** Start of Text segment **

In May 1998, the Registrant and its co-defendants entered into a proposed
consent decree with the EPA, which, if approved, would resolve the Registrant's
remaining liability with respect to the Laurel Park and Beacon Heights
landfills. The consent decree is now pending before the United States District
Court.
The Registrant continues to actively monitor the situation. It is management's
opinion that the resolution of these matters will not have a material adverse
effect on the Registrant's financial position, operating results or liquidity.
The Registrant has completed the assessment phase of its Year 2000 compliance
program and is currently implementing changes required to test its systems.
Estimated costs for Year 2000 compliance are $150,000 of which approximately
$50,000 has been spent through the third quarter. The majority of the remaining
expenditures are expected to be incurred prior to the end of 1998. The
Registrant expects modifications to internal systems to be completed and tested
prior to the end of 1998. The Company does not have any direct interfaces with
third party vendors and has not received enough responses from third party
vendors to assess Year 2000 issues regarding third party vendors. The Company is
not aware of any external sources that will have a material impact on its
operating results. Assessment of third party vendors is expected to be completed
and contingency plans are expected to be in place by end of the second quarter
of 1999 to deal with any risks associated with internal systems or third-party
sources. The preceding information is provided under the Year 2000 Information
and Readiness Disclosure Act and is deemed to be a Year 2000 disclosure
statement.
Note: The preceding information contains statements which reflect the
Registrant's current expectations regarding its future operating performance and
achievements and are subject to certain risks and uncertainties that could cause
actual results to differ materially from those set forth in such statements. The
Registrant is not obligated to update or revise the aforementioned statements
for new developments.
ITEM 3 QUANTITATIVE AND QUALITATIVE DISCLOSURES ABOUT MARKET RISK
- ------ ----------------------------------------------------------
Not applicable.
-10-
<PAGE>
PART II
OTHER INFORMATION
ITEM 1 LEGAL PROCEEDINGS -
- --------------------------
In April 1988, Murtha Enterprises Inc. and related parties (collectively
"Murtha"), as the result of a February 1987 suit (docket number N-87-52 PCD)
brought by the U. S. Environmental Protection Agency (the "EPA") and others,
concerning the Beacon Heights and Laurel Park landfills, instituted
third-party actions against approximately 200 companies or individuals
including the Registrant. The underlying suit against Murtha was settled with
EPA and the other parties and the Consent Decree has been approved by the
Court.
On September 22, 1988, the EPA filed a complaint against the Registrant and
seven other defendants seeking recovery of present and future response costs
incurred by the United States in connection with the Beacon Heights landfill.

** End of Text segment **
** Start of Supplied material **

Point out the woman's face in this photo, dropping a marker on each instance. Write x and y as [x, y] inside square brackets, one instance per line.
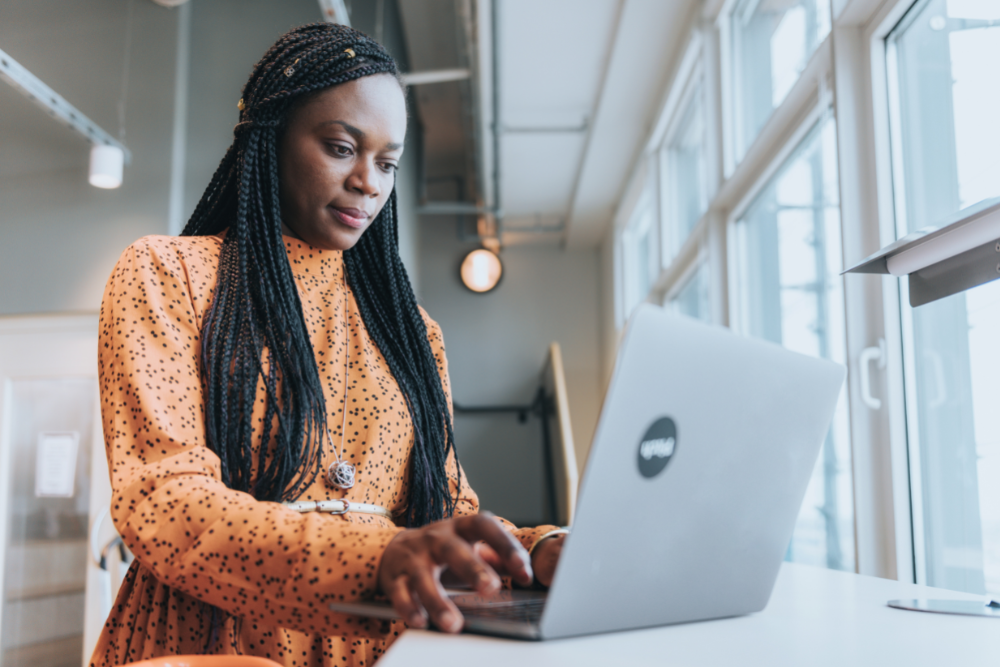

** End of Supplied material **

| Stated task |
Resume the filing excerpt on landfill litigation and Year 2000 compliance after its last sentence. Leave the listing aside; it has no role here.

| In response |
The complaint alleged total damages of approximately $1.8 million ($1.3
million actual and $.5 million future). On October 31, 1988 the court
consolidated the EPA action against the Registrant with the other cases under
docket number N-87-52 (PCD).
By complaint dated September 6, 1990, the Beacon Heights Coalition (the
"Beacon Coalition"), a group of parties who have entered into a consent order
with EPA, instituted a direct action against the Registrant and approximately
400 other named parties concerning the Beacon Heights landfill. The Beacon
Coalition claimed that these defendants generated or transported hazardous
substances disposed of at the Beacon Heights landfill, and are therefore
responsible for a share of the Beacon Coalition's response costs.
The Registrant has filed answers to both the EPA Complaint and the Beacon
Coalition Complaint.
In March 1991, a Laurel Park Coalition which did not include the Registrant
entered into Consent Decree and Administrative Order by Consent with the EPA
and the State of Connecticut to remediate the Laurel Park landfill. The
Consent Decree has been approved by the Court.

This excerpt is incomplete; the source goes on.